ENUNCIADO 1:
Pasa a una lista numerada las líneas del listado que van desde la que contiene "Where can the white" hasta el final del listado, ambas incluidas. Omite las líneas en blanco.

TEXTO FUENTE:
╔══

Le debemos buena parte de la ruptura con esta tradición al
Romanticismo de la primera mitad del siglo XIX, cuyo precursor fue
el alemán Johann Herder. Para Herder la cultura era una “forma
particular de vida”. Lo que una Nación considera indispensable en el
círculo de sus ideas “nunca ha estado dentro de la mentalidad de
otra, y puede estimarse injurioso por una tercera”, escribió. Las
tesis de Herder son un ataque en toda la línea a la
Ilustración, para
la que la cultura entendida como lo harían años más tarde los
románticos (es decir como propia de un lugar y un pueblo) era lo
opuesto a la civilidad, era tribal en lugar de
cosmopolita,
se la vivía con las entrañas y, por ende, era inmune a la crítica
racional. Este romanticismo ha regresado en nuestros días con
algunas variantes aunque con sus esencias intactas y la etiqueta de
relativismo cultural. Para él, el mayor escándalo de la modernidad
ilustrada consiste en que para la razón no hay tradiciones inmunes a
la crítica y en su vocación de profanar todo lo “sagrado”, aquello
que proviene de la madre tierra,
la lengua,
la sangre o el “espíritu de un pueblo”.
Para la cultura
entendida como universalidad, cualquier ser humano merece que se lo
trate con idéntico respeto, gozar de los mismos derechos y
conquistas de la civilización. Para la
cultura
entendida al modo romántico, es decir como culturas nacionales,
venerables por el mero hecho de su singularidad, no existen valores
(ni derechos) universales, que vendrían a ser un invento de
Occidente (y por cierto que lo son). Tal enfoque le daría la razón a
un ministro marroquí que no hace tantos años dijo que la pena de
muerte vigente en su país era parte de la identidad cultural de su
pueblo y que, por tanto, nadie tenía derecho a impugnar semejante
tradición. Con la preeminencia que le otorga a lo propio e
irrepetible, el relativismo cultural ignora lo mucho que los humanos
tenemos en común: desde la misma fisiología y la capacidad de habla
hasta emociones y necesidades básicas, pasando por algunas
respuestas morales elementales, y lo que algunos antropólogos llaman
universales humanos, como el trabajo, la capacidad de aprender, de
amar, la aceptación de pautas sociales, la compasión, el sentido del
humor y del ridículo, el temor a la muerte, entre otros. Para los
románticos las formas en que se expresan esos universales son más
importantes que lo que compartimos todos los humanos. Para la
cultura entendida como universalidad se trataría de lo contrario,
porque para ella “la humanidad no es un grupo de identificación como
cualquier otro, sino el mínimo común denominador que emparenta a
todos los grupos”, para decirlo con palabras de Fernando Savater.

╚══

ENUNCIADO 2:
Según el texto fuente sobre el relativismo cultural, ¿quién fue el precursor del Romanticismo de la primera mitad del siglo XIX?

DATOS PROPORCIONADOS:
╔══

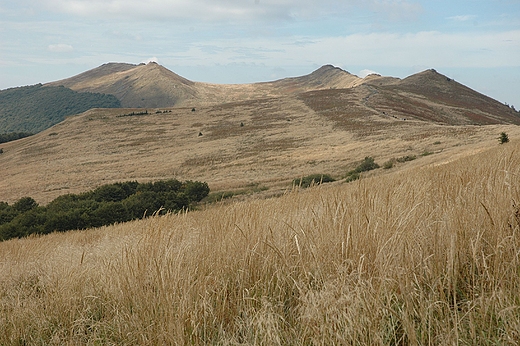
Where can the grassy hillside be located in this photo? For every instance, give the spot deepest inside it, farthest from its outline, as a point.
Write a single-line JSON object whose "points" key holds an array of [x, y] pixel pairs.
{"points": [[37, 107], [427, 255]]}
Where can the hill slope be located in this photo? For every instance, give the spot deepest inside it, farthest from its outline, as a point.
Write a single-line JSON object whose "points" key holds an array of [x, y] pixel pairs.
{"points": [[36, 108], [267, 142], [423, 256]]}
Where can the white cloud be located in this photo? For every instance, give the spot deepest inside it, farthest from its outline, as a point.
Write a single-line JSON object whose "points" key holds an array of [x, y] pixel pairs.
{"points": [[60, 48], [463, 18], [227, 10]]}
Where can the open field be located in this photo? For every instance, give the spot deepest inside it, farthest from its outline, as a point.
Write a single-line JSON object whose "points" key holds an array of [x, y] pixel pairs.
{"points": [[427, 254], [267, 142]]}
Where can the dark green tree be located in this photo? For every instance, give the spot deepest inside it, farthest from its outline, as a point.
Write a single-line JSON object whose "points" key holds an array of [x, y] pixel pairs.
{"points": [[504, 138]]}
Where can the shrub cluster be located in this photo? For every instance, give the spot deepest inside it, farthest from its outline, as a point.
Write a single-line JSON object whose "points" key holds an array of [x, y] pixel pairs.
{"points": [[8, 137], [366, 165], [108, 204], [313, 179], [35, 108]]}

╚══

SOLUCIÓN COMPLETA 1:
1. Where can the white cloud be located in this photo? For every instance, give the spot deepest inside it, farthest from its outline, as a point.
2. Write a single-line JSON object whose "points" key holds an array of [x, y] pixel pairs.
3. {"points": [[60, 48], [463, 18], [227, 10]]}
4. Where can the open field be located in this photo? For every instance, give the spot deepest inside it, farthest from its outline, as a point.
5. Write a single-line JSON object whose "points" key holds an array of [x, y] pixel pairs.
6. {"points": [[427, 254], [267, 142]]}
7. Where can the dark green tree be located in this photo? For every instance, give the spot deepest inside it, farthest from its outline, as a point.
8. Write a single-line JSON object whose "points" key holds an array of [x, y] pixel pairs.
9. {"points": [[504, 138]]}
10. Where can the shrub cluster be located in this photo? For every instance, give the spot deepest inside it, farthest from its outline, as a point.
11. Write a single-line JSON object whose "points" key holds an array of [x, y] pixel pairs.
12. {"points": [[8, 137], [366, 165], [108, 204], [313, 179], [35, 108]]}

SOLUCIÓN COMPLETA 2:
El alemán Johann Herder.